*Records shown*.

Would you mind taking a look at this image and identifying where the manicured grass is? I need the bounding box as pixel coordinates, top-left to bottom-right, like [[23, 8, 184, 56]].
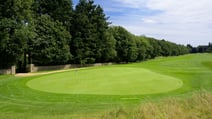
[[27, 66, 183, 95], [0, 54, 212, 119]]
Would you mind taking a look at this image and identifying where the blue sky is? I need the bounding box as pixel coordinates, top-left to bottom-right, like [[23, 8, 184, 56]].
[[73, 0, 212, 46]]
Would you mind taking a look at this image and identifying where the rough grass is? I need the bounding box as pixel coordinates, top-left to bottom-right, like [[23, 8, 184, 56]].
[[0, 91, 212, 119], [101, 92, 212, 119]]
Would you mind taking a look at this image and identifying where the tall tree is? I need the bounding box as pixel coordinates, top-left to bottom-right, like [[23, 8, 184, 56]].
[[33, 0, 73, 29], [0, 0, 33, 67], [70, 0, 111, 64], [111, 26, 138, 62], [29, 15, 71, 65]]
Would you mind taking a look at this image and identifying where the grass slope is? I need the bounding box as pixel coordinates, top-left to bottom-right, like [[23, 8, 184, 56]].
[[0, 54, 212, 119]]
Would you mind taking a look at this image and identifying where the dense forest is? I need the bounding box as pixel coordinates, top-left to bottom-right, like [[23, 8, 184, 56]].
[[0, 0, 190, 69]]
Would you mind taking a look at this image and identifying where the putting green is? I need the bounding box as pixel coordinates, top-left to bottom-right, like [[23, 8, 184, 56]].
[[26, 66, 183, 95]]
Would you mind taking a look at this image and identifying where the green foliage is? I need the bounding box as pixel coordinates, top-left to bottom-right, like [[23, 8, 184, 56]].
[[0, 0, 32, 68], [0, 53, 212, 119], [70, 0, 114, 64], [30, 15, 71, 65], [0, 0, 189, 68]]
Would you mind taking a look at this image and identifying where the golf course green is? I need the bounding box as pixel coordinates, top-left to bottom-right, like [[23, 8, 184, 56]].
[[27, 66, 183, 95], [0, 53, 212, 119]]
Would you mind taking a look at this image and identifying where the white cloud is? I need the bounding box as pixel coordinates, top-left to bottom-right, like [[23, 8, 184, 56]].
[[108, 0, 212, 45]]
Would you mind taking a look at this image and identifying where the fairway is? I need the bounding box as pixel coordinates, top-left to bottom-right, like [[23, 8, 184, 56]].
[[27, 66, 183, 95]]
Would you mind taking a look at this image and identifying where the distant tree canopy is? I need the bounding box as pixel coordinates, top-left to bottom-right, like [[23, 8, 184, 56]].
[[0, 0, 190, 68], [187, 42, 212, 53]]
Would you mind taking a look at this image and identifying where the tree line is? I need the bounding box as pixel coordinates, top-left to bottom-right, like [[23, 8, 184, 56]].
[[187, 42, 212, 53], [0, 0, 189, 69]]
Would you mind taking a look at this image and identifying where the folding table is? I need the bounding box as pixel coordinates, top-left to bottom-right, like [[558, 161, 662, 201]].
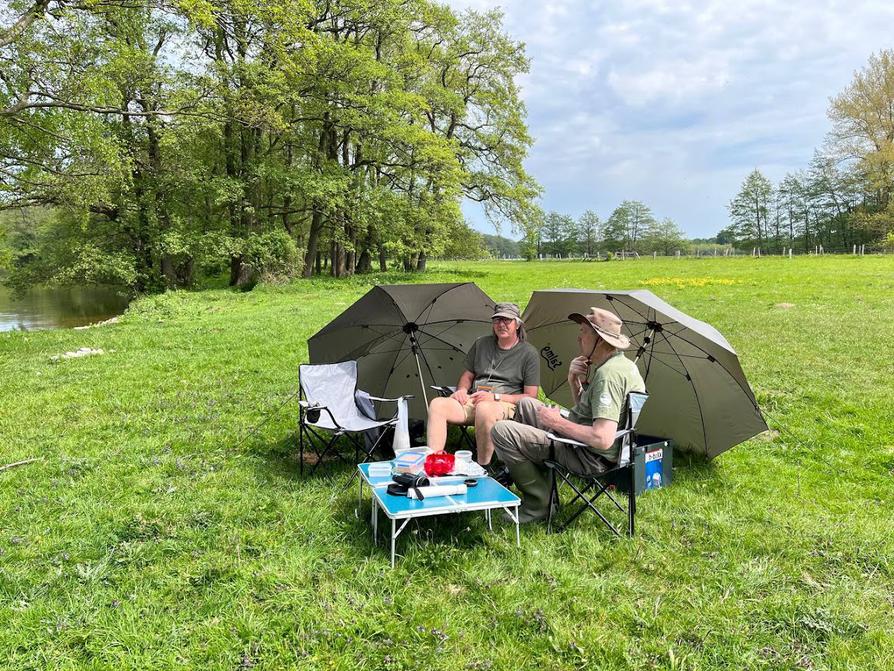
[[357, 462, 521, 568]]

*What you have to do*. Can you lay out the lines above as a Markdown table with a "No." column for the row number and a "Text" column for the line, skipping any blank lines? Leave the pictures out.

*Finished exercise*.
| No. | Text |
|---|---|
| 1 | Would you mind taking a look at this image and identifying where the manicured grass is? I need the bounding box as pixel coordinates, top-left to bottom-right, like [[23, 8, 184, 56]]. |
| 2 | [[27, 66, 183, 95], [0, 54, 212, 119]] |
| 3 | Would you mind taking a look at this image and identifying where the blue sky is? I need the bounding box as pixel coordinates, top-left to bottom-right, like [[23, 8, 184, 56]]. |
| 4 | [[73, 0, 212, 46]] |
| 5 | Would you mind taking a look at this image and identifying where the rough grass is? I need the bounding box as pixel coordinates, top-left to bottom-right, like [[23, 8, 184, 56]]. |
| 6 | [[0, 91, 212, 119], [101, 92, 212, 119]] |
| 7 | Would you mind taking a look at this image and identifying where the tall tree is? I need the bounding box as pixel coordinates, top-left to bottom-right, like [[23, 8, 184, 56]]. |
| 8 | [[33, 0, 73, 29], [0, 0, 33, 67], [70, 0, 111, 64], [111, 26, 138, 62], [29, 15, 71, 65]] |
| 9 | Would you mind taking a look at this image and identifying where the grass slope is? I need the bounding box as pixel coordinates, top-left to bottom-right, like [[23, 8, 184, 56]]. |
| 10 | [[0, 54, 212, 119]] |
| 11 | Would you mind taking a look at this image and identifying where the dense forest is? I need the bounding box as pixel coordinates, top-left to bottom-right, like [[23, 8, 184, 56]]. |
| 12 | [[0, 0, 190, 69]] |
| 13 | Would you mind taking a look at this image and identifying where the putting green is? I need the bounding box as pixel coordinates, top-left to bottom-right, like [[23, 8, 184, 56]]. |
| 14 | [[26, 66, 183, 95]] |
| 15 | Would you mind taking a look at this image and identifying where the green foliage is? I need the bounding box as pixel coordinates, top-left to bottom-right, like [[23, 8, 184, 56]]. |
| 16 | [[0, 0, 32, 68], [0, 53, 212, 119], [70, 0, 114, 64], [30, 15, 71, 65], [0, 0, 189, 68]] |
| 17 | Would you mind taking a look at this image and identifying where the golf course green is? I need the bounding box as pixel coordinates, top-left to bottom-right, like [[23, 8, 184, 56]]. |
| 18 | [[27, 66, 183, 95], [0, 53, 212, 119]] |
| 19 | Would you mind taking a look at this image and identifying where the white cloud is? I need the bounding box as pixel coordinates, top-left to bottom-right, like [[23, 8, 184, 56]]. |
| 20 | [[108, 0, 212, 45]] |
| 21 | Would you mind taking a look at this image and identifying where the fairway is? I need the bounding box as pixel coordinates, top-left to bottom-right, like [[23, 8, 184, 56]]. |
| 22 | [[27, 66, 183, 95]] |
| 23 | Would you mind taking a look at this image and identifying where the distant tree canopy is? I need the bounding box as pixel coordinates, top-left to bottom-right, like [[23, 8, 184, 56]]. |
| 24 | [[0, 0, 190, 68], [187, 42, 212, 53]] |
| 25 | Would you mind taking a look at this image and identifying where the tree line is? I need the bounding box as pixel coordinates, top-left to bottom-right, like [[23, 8, 184, 56]]. |
| 26 | [[187, 42, 212, 53], [0, 0, 189, 69]] |
| 27 | Would you mind taking a look at this image and identifying where the folding table is? I need the bounding box as pixel coordinates, top-left to bottom-right, like [[558, 161, 662, 201]]. |
| 28 | [[357, 462, 521, 568]] |